The Myth Behind Long Prison Sentences

The Myth Behind Long Prison Sentences

By Bryan Lufkin, 15 May 2018, BBC Future [Original Article]

Does spending ‘100 years’ behind bars actually help deter crime? BBC Future explores the impact of long prison sentences, and looks at how Norway is taking an opposite approach.

Highlights:

[Prison’s purpose:] When a judge hands a sentence to someone who’s about to go to jail, there are four main factors that go into the decision. There’s retribution (punishing the person for doing something wrong), rehabilitation (correcting problematic behavior), safety (keeping threats out of the community) and deterrence (making sure both they, and others, are scared to break the law in the future)

Criminal prosecutors, especially in countries like the US – believe that a long prison sentence checks all these boxes…[and] law bosses like US attorney general Jeff Sessions have been pushing for even harsher sentencing to keep violence and drugs off the streets. Advocates for tougher sentences say that long terms are more fitting punishments. They believe that it gives prisoners time to think about what they’ve done wrong, and that the thought of going back into prison is a motivator to stay on the straight and narrow.

But…long sentences can overcrowd prisons. It’s also extremely costly to tax payers. In a 2016 report released by the New York University School of Law, for instance, it was estimated that the US could save $200 billion over 10 years if 40% of the country’s inmate population was reduced.

So, how long should people spend locked up?

Research shows that long prison sentences don’t really work on several fronts. In addition to being somewhat arbitrary, there’s not a lot of evidence to suggest that the threat of prison time actually deters people from from committing crimes. [People who tend to be at odds with the law] seem to value the future less, one study found, meaning that long sentences can seem “arbitrary”, and only work to deter up to a point. Education played a role too, with lesser educated people seemingly less put off by a harsher sentence.

Data provided:
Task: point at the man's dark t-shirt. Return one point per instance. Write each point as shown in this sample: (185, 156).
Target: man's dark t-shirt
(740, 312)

Task to carry out:
Please copy the passage of the article above on long prison sentences word for word, from "But…long sentences can" to "a harsher sentence.".

Response to the exercise:
But…long sentences can overcrowd prisons. It’s also extremely costly to tax payers. In a 2016 report released by the New York University School of Law, for instance, it was estimated that the US could save $200 billion over 10 years if 40% of the country’s inmate population was reduced.

So, how long should people spend locked up?

Research shows that long prison sentences don’t really work on several fronts. In addition to being somewhat arbitrary, there’s not a lot of evidence to suggest that the threat of prison time actually deters people from from committing crimes. [People who tend to be at odds with the law] seem to value the future less, one study found, meaning that long sentences can seem “arbitrary”, and only work to deter up to a point. Education played a role too, with lesser educated people seemingly less put off by a harsher sentence.